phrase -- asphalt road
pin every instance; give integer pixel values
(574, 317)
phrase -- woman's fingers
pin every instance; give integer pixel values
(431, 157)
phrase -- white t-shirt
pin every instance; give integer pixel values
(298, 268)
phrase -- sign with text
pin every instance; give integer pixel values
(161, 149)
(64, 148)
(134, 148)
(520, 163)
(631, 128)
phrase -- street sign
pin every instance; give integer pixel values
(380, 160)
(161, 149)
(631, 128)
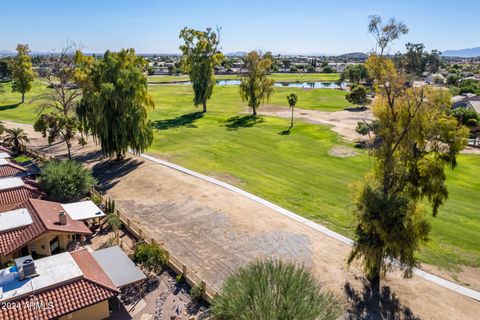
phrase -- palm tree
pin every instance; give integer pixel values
(273, 290)
(16, 136)
(292, 101)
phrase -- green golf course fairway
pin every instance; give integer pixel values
(295, 171)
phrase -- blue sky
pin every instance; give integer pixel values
(280, 26)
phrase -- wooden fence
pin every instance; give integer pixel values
(174, 263)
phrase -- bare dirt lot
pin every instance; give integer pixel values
(215, 231)
(341, 122)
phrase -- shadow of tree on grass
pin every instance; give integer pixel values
(108, 172)
(185, 120)
(237, 122)
(370, 303)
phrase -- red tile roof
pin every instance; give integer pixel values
(11, 170)
(91, 269)
(11, 197)
(58, 301)
(45, 217)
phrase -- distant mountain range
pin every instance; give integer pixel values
(463, 53)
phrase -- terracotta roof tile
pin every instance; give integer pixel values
(91, 269)
(45, 216)
(58, 301)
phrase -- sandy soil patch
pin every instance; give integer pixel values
(342, 152)
(342, 122)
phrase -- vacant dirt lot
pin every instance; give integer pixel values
(215, 231)
(342, 122)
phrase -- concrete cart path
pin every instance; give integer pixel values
(215, 230)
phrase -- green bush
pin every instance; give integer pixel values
(151, 256)
(196, 293)
(66, 181)
(179, 278)
(273, 290)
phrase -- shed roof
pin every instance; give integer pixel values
(45, 218)
(83, 210)
(118, 266)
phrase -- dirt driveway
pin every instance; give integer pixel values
(215, 231)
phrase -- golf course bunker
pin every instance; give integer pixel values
(342, 152)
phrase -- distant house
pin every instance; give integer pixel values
(469, 102)
(159, 71)
(14, 190)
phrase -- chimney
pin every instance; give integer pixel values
(62, 218)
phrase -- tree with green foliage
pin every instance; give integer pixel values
(66, 181)
(115, 103)
(57, 125)
(22, 71)
(358, 95)
(15, 137)
(200, 54)
(417, 138)
(355, 73)
(292, 99)
(255, 86)
(151, 257)
(5, 71)
(273, 290)
(60, 77)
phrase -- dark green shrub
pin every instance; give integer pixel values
(151, 256)
(196, 293)
(66, 181)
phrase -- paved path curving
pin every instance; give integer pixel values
(217, 228)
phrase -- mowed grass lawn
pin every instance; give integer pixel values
(278, 77)
(294, 171)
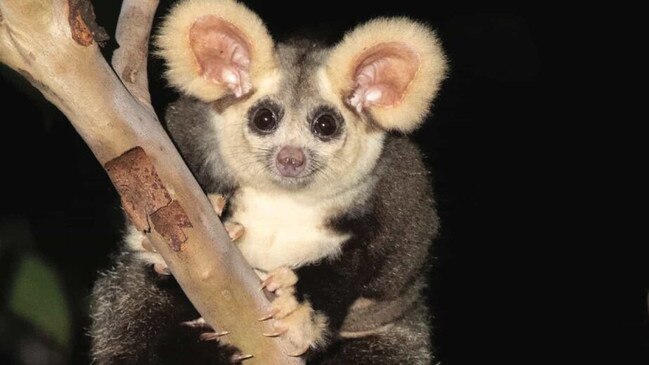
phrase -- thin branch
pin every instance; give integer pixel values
(51, 44)
(132, 35)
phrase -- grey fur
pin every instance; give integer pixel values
(136, 315)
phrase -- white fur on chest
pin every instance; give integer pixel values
(282, 230)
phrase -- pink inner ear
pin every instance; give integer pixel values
(222, 53)
(383, 74)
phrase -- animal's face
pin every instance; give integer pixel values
(297, 116)
(293, 132)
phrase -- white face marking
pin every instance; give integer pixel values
(283, 229)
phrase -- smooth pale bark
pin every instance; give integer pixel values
(52, 44)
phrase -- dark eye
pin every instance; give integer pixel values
(264, 120)
(325, 125)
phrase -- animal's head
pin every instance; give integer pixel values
(297, 115)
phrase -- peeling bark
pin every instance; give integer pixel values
(83, 24)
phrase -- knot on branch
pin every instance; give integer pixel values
(83, 24)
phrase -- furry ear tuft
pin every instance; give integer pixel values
(391, 68)
(213, 48)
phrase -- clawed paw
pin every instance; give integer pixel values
(296, 323)
(235, 230)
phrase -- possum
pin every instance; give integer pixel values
(303, 150)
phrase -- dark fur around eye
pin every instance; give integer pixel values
(326, 123)
(264, 117)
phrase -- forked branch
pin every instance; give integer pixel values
(53, 43)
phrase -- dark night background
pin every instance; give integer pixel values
(491, 297)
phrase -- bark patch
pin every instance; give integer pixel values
(83, 24)
(169, 222)
(139, 186)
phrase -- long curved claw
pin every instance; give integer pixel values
(235, 230)
(269, 285)
(197, 323)
(277, 332)
(218, 203)
(270, 315)
(239, 358)
(212, 336)
(161, 268)
(300, 353)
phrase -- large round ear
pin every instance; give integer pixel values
(213, 48)
(391, 68)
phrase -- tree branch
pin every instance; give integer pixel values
(132, 34)
(50, 42)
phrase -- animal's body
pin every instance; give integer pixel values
(300, 141)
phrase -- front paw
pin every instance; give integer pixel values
(296, 323)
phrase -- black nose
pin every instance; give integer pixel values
(290, 161)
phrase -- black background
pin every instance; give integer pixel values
(489, 292)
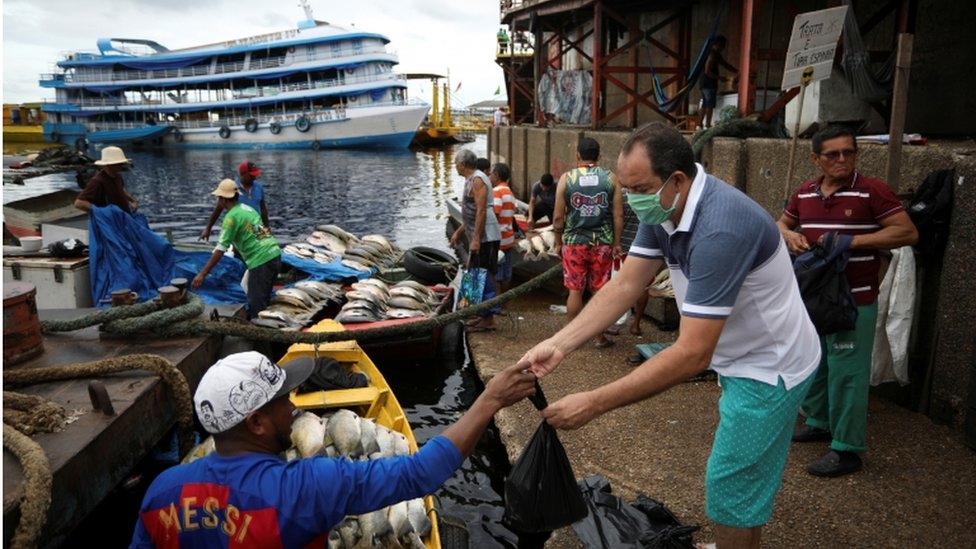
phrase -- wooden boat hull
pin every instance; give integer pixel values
(24, 217)
(376, 402)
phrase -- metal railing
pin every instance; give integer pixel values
(253, 92)
(321, 54)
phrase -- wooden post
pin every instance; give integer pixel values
(899, 105)
(804, 82)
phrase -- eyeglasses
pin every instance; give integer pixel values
(833, 156)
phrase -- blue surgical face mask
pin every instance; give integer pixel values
(648, 207)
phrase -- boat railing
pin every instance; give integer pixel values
(243, 93)
(96, 75)
(330, 114)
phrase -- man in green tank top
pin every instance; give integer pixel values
(588, 221)
(242, 227)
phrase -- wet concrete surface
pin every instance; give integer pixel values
(917, 487)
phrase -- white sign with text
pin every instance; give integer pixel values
(813, 43)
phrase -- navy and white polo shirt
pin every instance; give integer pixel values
(728, 261)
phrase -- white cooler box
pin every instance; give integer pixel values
(60, 283)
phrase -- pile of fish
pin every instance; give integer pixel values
(344, 434)
(295, 307)
(537, 245)
(329, 243)
(372, 299)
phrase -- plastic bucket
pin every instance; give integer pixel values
(21, 327)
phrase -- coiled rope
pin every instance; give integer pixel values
(156, 364)
(37, 482)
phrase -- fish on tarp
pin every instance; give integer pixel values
(368, 438)
(381, 240)
(376, 530)
(404, 313)
(344, 431)
(357, 265)
(299, 295)
(417, 515)
(356, 316)
(406, 302)
(416, 286)
(539, 245)
(367, 295)
(308, 434)
(337, 232)
(328, 241)
(348, 531)
(381, 293)
(411, 292)
(320, 290)
(200, 450)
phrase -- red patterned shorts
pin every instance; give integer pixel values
(586, 267)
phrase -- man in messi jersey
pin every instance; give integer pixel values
(588, 221)
(848, 203)
(245, 495)
(243, 227)
(741, 315)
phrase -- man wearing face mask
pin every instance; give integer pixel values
(741, 315)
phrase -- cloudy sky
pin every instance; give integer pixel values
(430, 36)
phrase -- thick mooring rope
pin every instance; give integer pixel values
(31, 414)
(37, 487)
(158, 365)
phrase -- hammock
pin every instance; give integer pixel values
(668, 104)
(870, 84)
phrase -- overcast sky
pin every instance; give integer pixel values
(430, 36)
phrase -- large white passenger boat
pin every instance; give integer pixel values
(316, 86)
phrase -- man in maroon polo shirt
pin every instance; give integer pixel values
(848, 203)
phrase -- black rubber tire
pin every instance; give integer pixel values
(451, 343)
(430, 265)
(453, 531)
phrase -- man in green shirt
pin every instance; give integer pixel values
(242, 227)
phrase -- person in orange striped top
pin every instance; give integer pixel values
(505, 212)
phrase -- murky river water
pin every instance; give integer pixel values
(400, 194)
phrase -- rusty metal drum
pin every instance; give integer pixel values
(21, 326)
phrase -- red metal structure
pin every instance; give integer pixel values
(621, 41)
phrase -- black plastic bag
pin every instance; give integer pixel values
(541, 493)
(613, 523)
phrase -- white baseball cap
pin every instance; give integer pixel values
(241, 383)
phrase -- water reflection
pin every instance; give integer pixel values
(400, 194)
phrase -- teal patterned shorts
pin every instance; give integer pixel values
(745, 469)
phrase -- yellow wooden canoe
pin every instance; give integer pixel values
(375, 402)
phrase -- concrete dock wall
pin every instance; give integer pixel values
(943, 348)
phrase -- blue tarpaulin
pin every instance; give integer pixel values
(324, 272)
(125, 253)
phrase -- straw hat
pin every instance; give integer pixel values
(112, 155)
(226, 189)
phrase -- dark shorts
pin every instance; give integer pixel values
(586, 267)
(487, 256)
(260, 281)
(709, 97)
(504, 270)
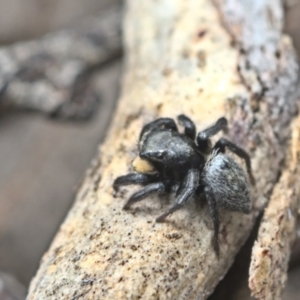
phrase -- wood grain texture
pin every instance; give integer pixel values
(181, 57)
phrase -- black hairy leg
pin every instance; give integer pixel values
(135, 178)
(154, 188)
(203, 137)
(214, 213)
(223, 143)
(189, 126)
(185, 193)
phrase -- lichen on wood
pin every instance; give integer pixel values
(181, 57)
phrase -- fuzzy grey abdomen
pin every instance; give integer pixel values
(228, 182)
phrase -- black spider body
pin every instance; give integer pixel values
(189, 166)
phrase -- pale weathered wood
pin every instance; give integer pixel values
(271, 252)
(180, 59)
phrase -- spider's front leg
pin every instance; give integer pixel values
(151, 189)
(135, 178)
(187, 190)
(166, 123)
(203, 137)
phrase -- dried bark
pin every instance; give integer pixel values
(52, 74)
(271, 252)
(180, 59)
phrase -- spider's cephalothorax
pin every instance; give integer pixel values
(188, 165)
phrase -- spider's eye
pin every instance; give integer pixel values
(161, 154)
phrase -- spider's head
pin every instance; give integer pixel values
(166, 148)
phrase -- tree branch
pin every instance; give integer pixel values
(52, 74)
(180, 59)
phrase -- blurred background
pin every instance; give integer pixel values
(43, 160)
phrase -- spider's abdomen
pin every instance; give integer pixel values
(228, 182)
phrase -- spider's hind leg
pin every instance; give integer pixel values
(187, 190)
(189, 126)
(214, 213)
(222, 143)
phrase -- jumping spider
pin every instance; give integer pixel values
(187, 167)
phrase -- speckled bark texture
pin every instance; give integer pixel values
(52, 74)
(203, 60)
(271, 252)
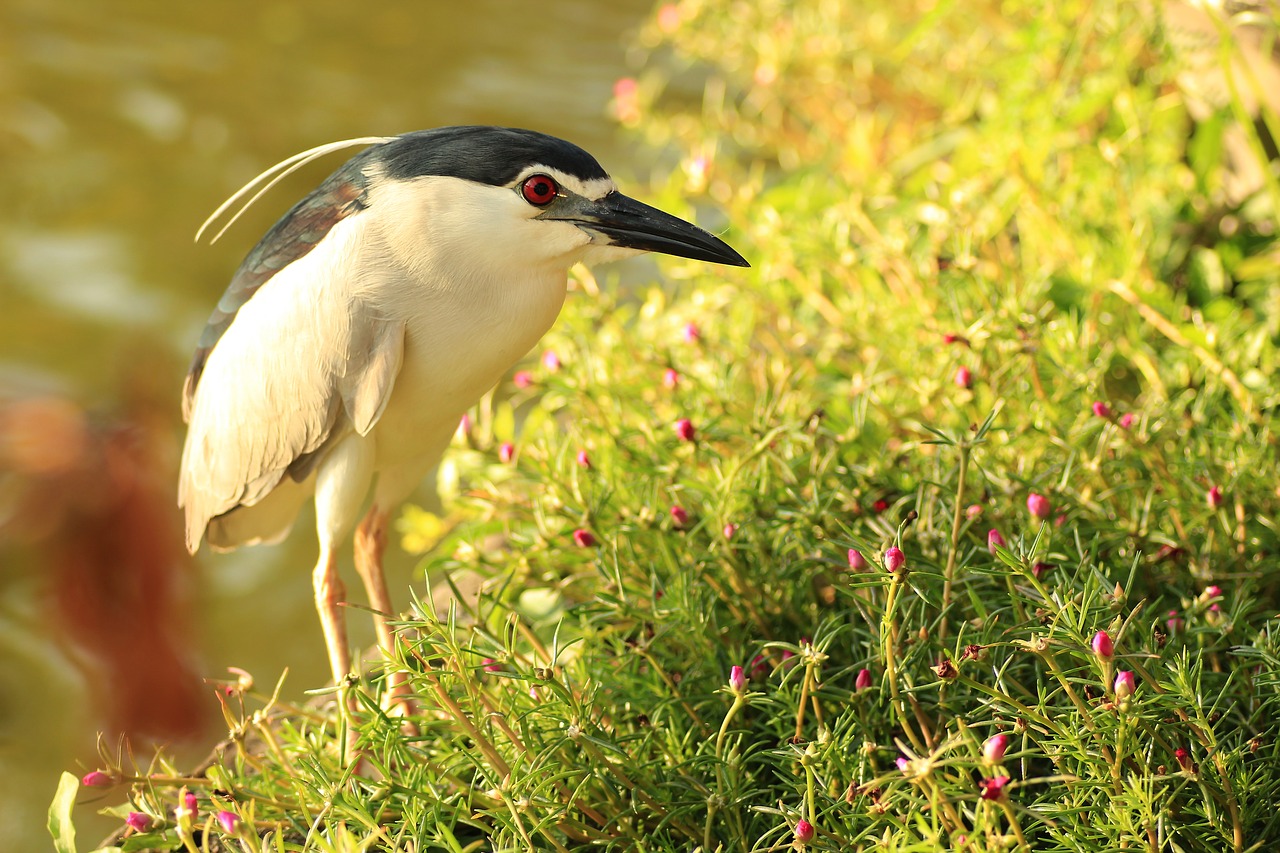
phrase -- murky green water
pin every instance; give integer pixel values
(122, 124)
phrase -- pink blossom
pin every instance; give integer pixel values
(1038, 505)
(993, 748)
(97, 779)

▸ **WHAT TO WORK ON**
Starting at the line with "phrase -- spider's cephalothorax", output each line through the final one of the listing above, and nothing else. Pictures are to be left out.

▸ **OUTPUT OF THE EXERCISE**
phrase -- spider's cephalothorax
pin every instance; give integer pixel values
(188, 165)
phrase -- spider's eye
pin every instance; give integer pixel values
(161, 154)
phrase -- spider's head
pin every instance; give integer pixel values
(166, 148)
phrase -- tree branch
pin every instance; give integer pixel values
(52, 74)
(180, 59)
phrase -- blurred background
pin every instance; give integer pixel values
(43, 160)
phrase -- spider's abdomen
pin every instance; give integer pixel values
(228, 182)
phrase -- spider's hind leg
pin every instance; give integer pixel values
(187, 190)
(189, 126)
(214, 213)
(222, 143)
phrase -- jumping spider
pin every instance; give integer pixel values
(187, 167)
phrase -- speckled bark texture
pin every instance; give integer pixel values
(52, 74)
(203, 60)
(271, 252)
phrase -- murky green water
pin every instance; give integer pixel values
(122, 124)
phrase -- pink blossom
pin every instance; give integer pixel values
(1038, 505)
(993, 748)
(97, 779)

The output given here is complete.